**The task**. Return all of the entries exactly as written.

Items from a data source
———

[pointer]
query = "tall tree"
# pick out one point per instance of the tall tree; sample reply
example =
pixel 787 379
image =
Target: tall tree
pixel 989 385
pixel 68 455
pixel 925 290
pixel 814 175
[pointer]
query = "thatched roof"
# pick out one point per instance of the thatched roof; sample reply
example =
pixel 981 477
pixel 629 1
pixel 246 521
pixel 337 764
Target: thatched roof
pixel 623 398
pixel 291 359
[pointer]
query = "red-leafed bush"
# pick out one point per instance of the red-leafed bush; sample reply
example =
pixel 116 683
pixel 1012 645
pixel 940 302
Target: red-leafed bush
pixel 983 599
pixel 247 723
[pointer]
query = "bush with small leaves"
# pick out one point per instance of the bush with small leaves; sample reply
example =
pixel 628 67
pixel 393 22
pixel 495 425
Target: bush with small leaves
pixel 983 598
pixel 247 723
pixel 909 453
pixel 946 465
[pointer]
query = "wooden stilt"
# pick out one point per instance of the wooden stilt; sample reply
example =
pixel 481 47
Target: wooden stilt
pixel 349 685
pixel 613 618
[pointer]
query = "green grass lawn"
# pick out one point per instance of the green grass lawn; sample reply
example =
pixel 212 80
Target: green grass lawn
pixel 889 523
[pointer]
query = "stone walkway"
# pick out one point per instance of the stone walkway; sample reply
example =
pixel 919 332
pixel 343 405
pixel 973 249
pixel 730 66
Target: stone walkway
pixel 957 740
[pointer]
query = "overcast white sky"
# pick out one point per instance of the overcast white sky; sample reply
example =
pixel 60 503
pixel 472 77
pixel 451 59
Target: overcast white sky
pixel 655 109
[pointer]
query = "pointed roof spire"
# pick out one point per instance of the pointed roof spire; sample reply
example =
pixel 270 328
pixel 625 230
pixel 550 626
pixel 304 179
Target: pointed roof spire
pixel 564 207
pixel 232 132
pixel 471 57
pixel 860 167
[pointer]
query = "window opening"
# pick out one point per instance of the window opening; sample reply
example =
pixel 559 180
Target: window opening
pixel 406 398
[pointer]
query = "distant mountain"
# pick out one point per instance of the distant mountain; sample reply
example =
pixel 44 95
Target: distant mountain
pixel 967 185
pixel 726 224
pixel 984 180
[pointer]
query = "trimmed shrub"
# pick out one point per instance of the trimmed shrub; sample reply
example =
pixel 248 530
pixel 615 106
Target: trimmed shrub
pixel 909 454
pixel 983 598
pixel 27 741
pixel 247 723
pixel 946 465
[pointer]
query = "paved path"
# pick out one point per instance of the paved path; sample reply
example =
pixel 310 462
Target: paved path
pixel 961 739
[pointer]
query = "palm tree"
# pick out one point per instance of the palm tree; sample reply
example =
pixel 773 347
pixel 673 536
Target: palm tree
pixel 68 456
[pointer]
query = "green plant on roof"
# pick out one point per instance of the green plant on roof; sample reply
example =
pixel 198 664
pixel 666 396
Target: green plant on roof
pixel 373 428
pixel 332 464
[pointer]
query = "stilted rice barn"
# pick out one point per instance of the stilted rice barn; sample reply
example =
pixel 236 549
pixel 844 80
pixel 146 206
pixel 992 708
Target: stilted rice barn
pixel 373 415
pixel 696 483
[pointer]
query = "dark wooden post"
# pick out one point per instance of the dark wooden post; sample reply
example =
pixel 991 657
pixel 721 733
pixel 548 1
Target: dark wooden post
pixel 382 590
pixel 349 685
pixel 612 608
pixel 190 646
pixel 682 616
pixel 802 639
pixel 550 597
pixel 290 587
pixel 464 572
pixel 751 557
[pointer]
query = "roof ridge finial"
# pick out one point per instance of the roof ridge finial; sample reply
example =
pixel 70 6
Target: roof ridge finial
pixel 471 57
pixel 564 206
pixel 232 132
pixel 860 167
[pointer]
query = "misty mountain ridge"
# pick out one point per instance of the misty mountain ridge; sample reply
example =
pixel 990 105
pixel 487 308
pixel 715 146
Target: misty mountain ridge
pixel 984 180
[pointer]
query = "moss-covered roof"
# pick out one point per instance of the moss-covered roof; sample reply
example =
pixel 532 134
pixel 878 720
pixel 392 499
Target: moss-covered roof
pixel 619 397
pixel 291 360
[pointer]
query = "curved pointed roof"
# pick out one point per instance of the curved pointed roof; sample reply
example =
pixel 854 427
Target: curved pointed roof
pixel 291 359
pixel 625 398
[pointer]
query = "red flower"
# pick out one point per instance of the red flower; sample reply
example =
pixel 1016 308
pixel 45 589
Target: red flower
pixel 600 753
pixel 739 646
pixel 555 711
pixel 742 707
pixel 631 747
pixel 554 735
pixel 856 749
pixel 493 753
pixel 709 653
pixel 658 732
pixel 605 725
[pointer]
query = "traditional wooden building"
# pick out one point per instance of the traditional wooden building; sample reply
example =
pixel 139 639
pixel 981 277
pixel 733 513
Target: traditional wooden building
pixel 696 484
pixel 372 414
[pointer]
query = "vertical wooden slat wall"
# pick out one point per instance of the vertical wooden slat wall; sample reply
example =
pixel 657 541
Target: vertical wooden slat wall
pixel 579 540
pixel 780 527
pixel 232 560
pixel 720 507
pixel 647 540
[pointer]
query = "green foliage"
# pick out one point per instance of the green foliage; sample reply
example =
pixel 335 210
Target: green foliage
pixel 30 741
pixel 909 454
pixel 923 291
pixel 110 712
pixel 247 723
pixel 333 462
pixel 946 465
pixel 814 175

———

**Written answer**.
[pointer]
query = "tall tree"
# pick out one point per instance of the tall tree; sample reply
example =
pixel 787 379
image =
Target: tall tree
pixel 989 385
pixel 68 455
pixel 925 290
pixel 814 175
[pointer]
query = "thatched roof"
# pick out one point per instance of the thatched roof; sample reply
example =
pixel 981 477
pixel 629 1
pixel 246 521
pixel 337 764
Target: thatched roof
pixel 623 398
pixel 291 359
[pointer]
query = "red-leafed bush"
# pick out one point per instance of the red-leafed bush; sample reply
example =
pixel 116 683
pixel 1012 645
pixel 940 302
Target: red-leafed bush
pixel 983 599
pixel 247 723
[pointer]
query = "bush with small leaves"
# pick out one point per instance of the bush with small leaves; sample reply
example =
pixel 628 67
pixel 393 22
pixel 495 425
Target: bush with small leaves
pixel 983 598
pixel 247 723
pixel 909 453
pixel 946 465
[pointer]
query = "wooden stilt"
# pick out one point per instance of the wooden stilt; sample reply
example =
pixel 481 47
Target: wooden stilt
pixel 349 685
pixel 613 618
[pointer]
query = "green grass lawn"
# pick out one point per instance of the green grass lawn; sample reply
example =
pixel 212 80
Target: green grass lawn
pixel 889 523
[pointer]
query = "stone walkway"
# pick out one point per instance of the stone walkway; sample reply
example =
pixel 919 332
pixel 343 405
pixel 973 249
pixel 730 66
Target: stone walkway
pixel 957 740
[pointer]
query = "overcast white sky"
# pick out one point per instance of the overcast white sky; sample reply
example =
pixel 60 503
pixel 472 77
pixel 451 59
Target: overcast white sky
pixel 655 109
[pointer]
query = "pointed roof spire"
# pick out one point per instance of the pointed roof spire; sample reply
example =
pixel 270 328
pixel 625 230
pixel 550 626
pixel 304 179
Target: pointed roof spire
pixel 564 207
pixel 232 132
pixel 471 57
pixel 860 167
[pointer]
query = "window opening"
# pick out one point per instance of the window opening; sample reply
example =
pixel 559 180
Target: window opening
pixel 406 398
[pointer]
query = "distant mountain"
# pick out one point per instance of the distant mountain; sample reply
example =
pixel 44 95
Target: distant mountain
pixel 967 185
pixel 726 224
pixel 984 180
[pointer]
query = "trimmed shrub"
# pick out one point per instance of the trimmed shrub; sample reply
example =
pixel 248 530
pixel 615 106
Target: trimmed shrub
pixel 909 454
pixel 983 598
pixel 27 741
pixel 247 723
pixel 946 465
[pointer]
query = "paved path"
# pick out one point per instance of the paved path; sample reply
example =
pixel 310 462
Target: paved path
pixel 961 739
[pointer]
query = "palm tree"
# pick out one point per instance of the palm tree; sample reply
example =
pixel 773 347
pixel 673 536
Target: palm tree
pixel 68 456
[pointer]
query = "green plant on roof"
# pick out one point per instance of the green plant on roof; sample reply
example =
pixel 198 664
pixel 666 396
Target: green plant on roof
pixel 373 428
pixel 332 464
[pointer]
query = "stilted rice barn"
# pick out one point per instance of the stilted rice barn; sample reply
example =
pixel 236 549
pixel 844 80
pixel 146 206
pixel 992 708
Target: stilted rice barn
pixel 373 415
pixel 696 483
[pointer]
query = "dark wooden post"
# pick out one point per instance of the dark wooden post; sample reply
example =
pixel 991 657
pixel 721 733
pixel 548 1
Target: dark wooden post
pixel 382 590
pixel 349 685
pixel 612 608
pixel 190 646
pixel 682 616
pixel 802 639
pixel 550 597
pixel 290 587
pixel 464 572
pixel 751 557
[pointer]
query = "roof ridge finial"
# pick out one point per instance of the roof ridge finial; sample reply
example =
pixel 70 6
Target: roof ridge finial
pixel 471 57
pixel 564 206
pixel 232 132
pixel 860 167
[pointer]
query = "misty mountain ridge"
# pick out one point per instance of the misty mountain ridge; sample reply
example =
pixel 990 105
pixel 487 308
pixel 715 146
Target: misty mountain ridge
pixel 984 180
[pointer]
query = "moss-covered roof"
# pick out one point per instance of the moss-covered roof; sample reply
example =
pixel 532 134
pixel 878 720
pixel 392 499
Target: moss-covered roof
pixel 619 397
pixel 291 360
[pointer]
query = "curved pointed roof"
# pick out one point per instance of the curved pointed roof; sample reply
example =
pixel 854 427
Target: curved pointed roof
pixel 291 359
pixel 625 398
[pointer]
query = "red flower"
# pick out one point per instance of the red flower; sample reply
example =
pixel 1016 308
pixel 45 589
Target: red flower
pixel 600 753
pixel 739 646
pixel 555 711
pixel 742 707
pixel 631 747
pixel 554 735
pixel 856 749
pixel 493 753
pixel 709 653
pixel 658 732
pixel 605 725
[pointer]
query = "traditional wooden building"
# pick out one point per instance of the traditional wooden building; sample reply
example =
pixel 139 639
pixel 981 277
pixel 733 513
Target: traditional wooden building
pixel 696 484
pixel 372 414
[pointer]
query = "vertical wooden slat wall"
# pick out one point per instance of the vertical wooden slat wall; sample reply
example =
pixel 657 541
Target: vertical wooden slat wall
pixel 579 540
pixel 780 527
pixel 232 560
pixel 720 507
pixel 647 540
[pointer]
query = "green foliage"
# pick out one point per instance of the green foliage; sample reply
example =
pixel 335 210
Target: green foliage
pixel 30 741
pixel 909 454
pixel 923 291
pixel 110 712
pixel 247 723
pixel 333 462
pixel 946 465
pixel 814 175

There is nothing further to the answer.